**Problem statement**: Through to the final line, write out the records below exactly, omitting any images they contain.
Information shown Block Start
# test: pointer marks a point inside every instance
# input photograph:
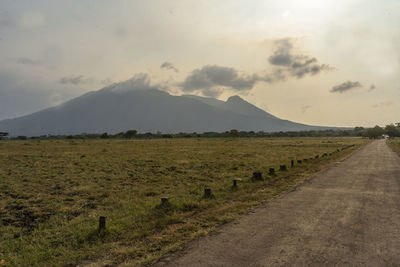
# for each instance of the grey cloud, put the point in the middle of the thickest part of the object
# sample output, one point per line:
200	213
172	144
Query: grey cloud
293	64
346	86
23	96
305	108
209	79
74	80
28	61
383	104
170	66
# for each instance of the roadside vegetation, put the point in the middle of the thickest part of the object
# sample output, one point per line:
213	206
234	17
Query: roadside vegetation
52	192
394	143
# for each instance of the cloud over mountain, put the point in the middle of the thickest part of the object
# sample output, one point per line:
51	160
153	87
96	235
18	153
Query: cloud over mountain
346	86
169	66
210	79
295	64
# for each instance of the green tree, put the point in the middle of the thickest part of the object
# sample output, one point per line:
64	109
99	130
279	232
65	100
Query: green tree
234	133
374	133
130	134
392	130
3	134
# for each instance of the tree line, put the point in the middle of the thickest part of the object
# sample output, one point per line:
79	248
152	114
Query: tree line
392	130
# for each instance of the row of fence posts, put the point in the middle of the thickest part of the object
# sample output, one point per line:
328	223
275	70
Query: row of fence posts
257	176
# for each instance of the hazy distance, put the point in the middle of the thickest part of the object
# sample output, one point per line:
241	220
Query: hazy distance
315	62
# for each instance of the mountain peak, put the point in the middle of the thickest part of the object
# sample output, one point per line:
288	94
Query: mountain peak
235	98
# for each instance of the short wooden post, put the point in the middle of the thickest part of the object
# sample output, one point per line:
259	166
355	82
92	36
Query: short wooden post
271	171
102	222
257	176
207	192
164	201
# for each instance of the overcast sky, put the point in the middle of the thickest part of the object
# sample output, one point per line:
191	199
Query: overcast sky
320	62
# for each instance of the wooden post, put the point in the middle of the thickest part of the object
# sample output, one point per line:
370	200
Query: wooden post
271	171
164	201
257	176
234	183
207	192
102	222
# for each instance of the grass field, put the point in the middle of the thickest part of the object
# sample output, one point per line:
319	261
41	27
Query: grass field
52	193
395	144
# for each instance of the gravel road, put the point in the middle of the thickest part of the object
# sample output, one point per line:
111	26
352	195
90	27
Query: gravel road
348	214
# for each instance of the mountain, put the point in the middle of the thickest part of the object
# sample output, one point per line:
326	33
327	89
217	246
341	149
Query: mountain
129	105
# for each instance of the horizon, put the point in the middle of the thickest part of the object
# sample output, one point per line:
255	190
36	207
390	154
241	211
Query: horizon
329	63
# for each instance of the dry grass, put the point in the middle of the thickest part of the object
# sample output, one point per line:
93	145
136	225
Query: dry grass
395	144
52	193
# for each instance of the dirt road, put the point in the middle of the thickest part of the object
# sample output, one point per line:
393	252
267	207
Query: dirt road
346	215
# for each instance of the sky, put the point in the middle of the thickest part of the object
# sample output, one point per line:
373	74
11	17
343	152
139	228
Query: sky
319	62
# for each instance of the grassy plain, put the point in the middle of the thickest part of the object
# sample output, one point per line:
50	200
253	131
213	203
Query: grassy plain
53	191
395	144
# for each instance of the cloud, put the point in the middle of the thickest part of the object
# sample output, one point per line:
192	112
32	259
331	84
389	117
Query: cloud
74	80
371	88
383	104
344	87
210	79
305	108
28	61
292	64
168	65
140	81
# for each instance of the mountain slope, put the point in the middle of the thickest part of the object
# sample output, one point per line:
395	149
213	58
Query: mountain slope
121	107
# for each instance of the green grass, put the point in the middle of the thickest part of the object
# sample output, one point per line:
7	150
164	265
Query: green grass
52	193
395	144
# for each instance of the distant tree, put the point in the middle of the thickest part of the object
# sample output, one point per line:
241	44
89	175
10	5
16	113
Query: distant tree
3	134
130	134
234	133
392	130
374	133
Information shown Block End
**Response to the exercise**:
# test: pointer marks a point inside every instance
# input photograph:
# for each instance of the grey cloud, put the point in the middle of the thickest part of the object
# sample output, one point per line:
200	213
172	144
Query: grey cloud
293	64
346	86
23	96
305	108
209	79
74	80
28	61
383	104
170	66
# for each instance of the roadside vegetation, put the point in the middle of the thickest part of the object
# sample output, one point per line:
213	206
234	17
Query: roadside vegetation
52	192
394	143
# for each instance of the cloud over mountain, put the point in the middle of the thickest part of the object
# sample output, one point per line:
51	160
153	87
96	235
18	153
Query: cloud over mountain
346	86
169	66
210	79
295	64
# for each instance of the green tree, put the point in the middle of the thickest part of the object
# sample output, one point per line:
64	109
99	130
279	232
65	100
Query: green tree
234	133
374	133
130	134
392	130
3	134
# for each instance of the tree line, put the point in the middle of the thickest part of the object
# sample output, one point per line:
79	248
152	114
Query: tree line
392	130
# for each instance of the row of fence posts, put the point in the middle of the thickest part of the object
# sample output, one point per line:
328	223
275	70
Query: row of fence posts
257	176
# for each instance of the hazy distance, put the point in the middle of the thickest part of the object
# sample output, one point per line:
241	220
Query: hazy distance
315	62
# for each instance of the mountain peak, put the point in the middle of the thickest part of the object
# sample output, one point per line:
288	94
Query: mountain peak
235	98
# for each instance of the short wooden post, put the point in the middle of the thickest part of the object
# sample output, one point per line:
259	166
355	82
92	36
Query: short wooden post
271	171
102	222
257	176
207	192
164	201
# for each instance of the overcast sky, put the point in the middle of the thickest part of the object
# sample output, one point per line:
191	199
Query: overcast sky
320	62
# for each instance of the wooden post, put the point in the middle of the thickest part of the object
# sample output, one point per line:
370	200
Query: wooden post
271	171
164	201
257	176
234	183
207	192
102	222
# for each instance of the grass field, put the point in the middle of the thickest part of the object
# sample output, one point per line:
319	261
41	27
Query: grass field
52	193
395	144
# for each instance of the gravel road, put the point in the middle of the thickest part of the object
# sample output, one point per line:
111	26
352	195
90	27
Query: gravel road
348	214
# for each instance of the mountain, put the point in the middle of the thickest part of the object
# sample output, one point per line:
326	33
327	89
217	246
341	149
Query: mountain
129	105
# for each instance of the horizon, put the point in the middle of the thickest part of the object
# sample output, one point per line:
255	190
36	207
390	154
241	211
Query: horizon
329	63
# for each instance of the dry grass, put the point in the middle of the thickest part of the object
# sample output, one point per line:
93	145
136	225
Query: dry grass
395	144
52	193
# for each instance of the dirt road, put the point in the middle of the thickest part of the object
# sample output, one point per line:
393	252
267	207
Query: dirt road
346	215
# for each instance of the sky, put the point in the middle of the thickest part of the object
# sample output, one point per line:
373	74
11	17
343	152
139	228
Query: sky
319	62
# for each instance of the grassy plain, put the point in the middle of the thickest part of the object
# sample output, one point per line:
50	200
253	131
213	203
Query: grassy plain
53	191
395	144
# for each instance of the cloud, put the point in the middle of the thickest part of the object
# sample output, one point per line:
192	112
32	259
331	84
389	117
Query: cloud
74	80
371	88
383	104
344	87
210	79
305	108
28	61
292	64
168	65
140	81
# for each instance of the mountain slope, put the point in the middle of the thickest part of the object
# sample output, one point per line:
395	149
213	58
Query: mountain slope
121	107
# for each instance of the green grass, put the point in the middle of the thickest part of the object
# sample output, one point per line:
7	150
164	265
Query: green grass
52	193
395	144
# for each instance of the distant tree, put the point in the middle of the thickest part of the object
# sample output, one point per line:
241	44
89	175
10	5
16	113
Query: distant tree
3	134
130	134
234	133
392	130
374	133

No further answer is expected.